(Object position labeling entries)
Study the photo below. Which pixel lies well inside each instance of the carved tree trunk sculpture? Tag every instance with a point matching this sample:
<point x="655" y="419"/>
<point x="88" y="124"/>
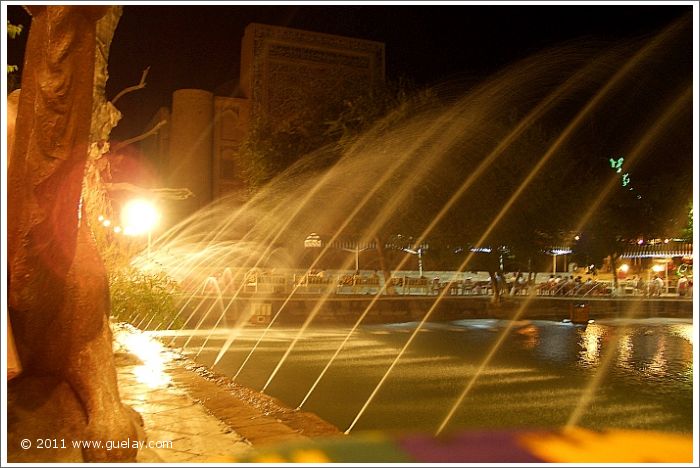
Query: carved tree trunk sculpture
<point x="58" y="293"/>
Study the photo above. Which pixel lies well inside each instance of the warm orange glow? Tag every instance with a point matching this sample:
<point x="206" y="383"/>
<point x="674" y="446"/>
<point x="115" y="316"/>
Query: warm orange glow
<point x="139" y="216"/>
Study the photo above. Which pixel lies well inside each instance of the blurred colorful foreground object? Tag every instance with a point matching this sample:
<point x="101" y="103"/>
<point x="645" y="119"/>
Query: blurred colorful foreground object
<point x="567" y="446"/>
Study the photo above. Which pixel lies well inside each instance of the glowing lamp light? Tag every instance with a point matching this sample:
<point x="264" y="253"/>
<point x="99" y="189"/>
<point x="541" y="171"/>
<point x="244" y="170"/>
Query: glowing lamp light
<point x="139" y="216"/>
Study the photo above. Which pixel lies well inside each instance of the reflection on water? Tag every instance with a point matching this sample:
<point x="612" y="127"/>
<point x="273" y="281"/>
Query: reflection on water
<point x="590" y="344"/>
<point x="535" y="380"/>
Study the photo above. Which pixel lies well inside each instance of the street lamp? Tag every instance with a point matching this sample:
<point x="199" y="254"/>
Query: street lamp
<point x="140" y="216"/>
<point x="418" y="252"/>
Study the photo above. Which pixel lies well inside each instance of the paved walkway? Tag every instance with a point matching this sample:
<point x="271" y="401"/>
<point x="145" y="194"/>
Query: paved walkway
<point x="188" y="418"/>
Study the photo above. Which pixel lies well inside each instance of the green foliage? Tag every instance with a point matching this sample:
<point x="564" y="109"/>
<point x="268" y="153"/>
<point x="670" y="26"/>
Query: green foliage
<point x="274" y="145"/>
<point x="136" y="294"/>
<point x="688" y="230"/>
<point x="13" y="80"/>
<point x="13" y="30"/>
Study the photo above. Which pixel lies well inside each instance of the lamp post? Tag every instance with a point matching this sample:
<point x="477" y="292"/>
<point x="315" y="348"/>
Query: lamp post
<point x="418" y="252"/>
<point x="140" y="216"/>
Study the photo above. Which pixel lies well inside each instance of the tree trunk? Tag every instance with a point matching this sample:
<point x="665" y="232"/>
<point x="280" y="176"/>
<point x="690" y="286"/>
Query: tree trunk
<point x="613" y="267"/>
<point x="389" y="286"/>
<point x="496" y="295"/>
<point x="58" y="297"/>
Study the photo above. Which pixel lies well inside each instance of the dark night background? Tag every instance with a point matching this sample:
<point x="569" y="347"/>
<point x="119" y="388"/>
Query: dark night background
<point x="193" y="46"/>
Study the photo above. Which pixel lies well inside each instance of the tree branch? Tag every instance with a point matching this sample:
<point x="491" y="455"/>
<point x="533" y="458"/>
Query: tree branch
<point x="141" y="85"/>
<point x="143" y="136"/>
<point x="169" y="193"/>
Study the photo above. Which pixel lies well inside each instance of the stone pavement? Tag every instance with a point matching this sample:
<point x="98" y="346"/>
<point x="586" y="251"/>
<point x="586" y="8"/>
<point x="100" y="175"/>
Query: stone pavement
<point x="189" y="418"/>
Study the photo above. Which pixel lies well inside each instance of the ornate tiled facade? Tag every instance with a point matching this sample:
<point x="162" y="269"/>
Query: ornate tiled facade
<point x="283" y="71"/>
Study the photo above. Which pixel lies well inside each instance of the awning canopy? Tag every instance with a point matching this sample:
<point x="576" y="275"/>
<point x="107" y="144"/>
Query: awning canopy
<point x="660" y="250"/>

EXERCISE AIM >> Please copy all of the entries above word for word, leaving out the pictures.

WRITTEN RESPONSE >>
Study the photo below. Which pixel lies well inside each instance of the carved tree trunk sculpture? Tag every instance with a point matching this sample:
<point x="655" y="419"/>
<point x="88" y="124"/>
Query: carved tree trunk sculpture
<point x="58" y="293"/>
Study the photo above. Which pixel lies well inside each instance of the warm orange glow? Tag every instance with a point matching this sample:
<point x="206" y="383"/>
<point x="674" y="446"/>
<point x="115" y="316"/>
Query: warm orange glow
<point x="139" y="216"/>
Study the photo above. Which pixel lies well inside each instance of the blurred colorful foreground object? Tag every instance with a point matching this sample:
<point x="101" y="103"/>
<point x="645" y="119"/>
Query: blurred colorful foreground object
<point x="567" y="446"/>
Study the photo above. Which pixel lies well inside each instance of the glowing lamp light? Tag every instance with a point matching this sample:
<point x="264" y="253"/>
<point x="99" y="189"/>
<point x="541" y="171"/>
<point x="244" y="170"/>
Query: glowing lamp light
<point x="139" y="216"/>
Study the photo above. Which pixel lies well inside each instance of the reflection on water? Tag every instance with a point matching this sample:
<point x="612" y="127"/>
<point x="273" y="281"/>
Query: reflection on water
<point x="590" y="344"/>
<point x="535" y="380"/>
Study the photo above. Which pixel lies well inside each instance of the street lamp? Tag every instance with a point matching this sample:
<point x="199" y="254"/>
Query: street lamp
<point x="140" y="216"/>
<point x="418" y="252"/>
Study the photo above. Which pixel lies well inside each instance of the paved walkway? Tag every instance with a point matching this sample:
<point x="271" y="401"/>
<point x="145" y="194"/>
Query: paved walkway
<point x="188" y="418"/>
Study the photo above. Which pixel lies well inside each instance of the green foliage? Tag every instance with a point matching this sample:
<point x="564" y="109"/>
<point x="268" y="153"/>
<point x="670" y="26"/>
Query: green foliage
<point x="274" y="145"/>
<point x="136" y="294"/>
<point x="688" y="230"/>
<point x="13" y="80"/>
<point x="13" y="30"/>
Study the photo above. Which pixel lies well inside each instance of the lamp post? Tag every instance with a point matching this sample:
<point x="477" y="292"/>
<point x="315" y="348"/>
Query: lamp post
<point x="418" y="252"/>
<point x="140" y="216"/>
Study the photo above. Which pixel lies well inside each instance of the tree trunk? Tag every instance with a point matching this sample:
<point x="665" y="232"/>
<point x="280" y="176"/>
<point x="690" y="286"/>
Query: tree trunk
<point x="613" y="267"/>
<point x="389" y="286"/>
<point x="496" y="295"/>
<point x="58" y="297"/>
Study the photo above. Which pixel lies well inside each instance of the dark night background? Tag every instance with a point matching this sample:
<point x="569" y="347"/>
<point x="119" y="388"/>
Query: dark night background
<point x="193" y="46"/>
Study the photo above. Which pixel lies well inside each instance of the tree branch? Tag every instance with a point matching this sample:
<point x="491" y="455"/>
<point x="533" y="458"/>
Query: tree branch
<point x="141" y="85"/>
<point x="143" y="136"/>
<point x="169" y="193"/>
Study the photo above. Which pixel lies well inside each instance of the stone pavement? Tag every instance with a point matching this sample:
<point x="98" y="346"/>
<point x="586" y="251"/>
<point x="586" y="8"/>
<point x="100" y="175"/>
Query: stone pavement
<point x="189" y="418"/>
Study the photo above. Which pixel lies well inside each instance of the ornate tiled facade? Tag every instance with a point matching this sample:
<point x="162" y="269"/>
Query: ornate tiled facade
<point x="283" y="71"/>
Study the photo above. Which pixel lies well inside each instance of the awning canopy? Tag every instance with a point matching this sample:
<point x="576" y="275"/>
<point x="107" y="144"/>
Query: awning canopy
<point x="660" y="250"/>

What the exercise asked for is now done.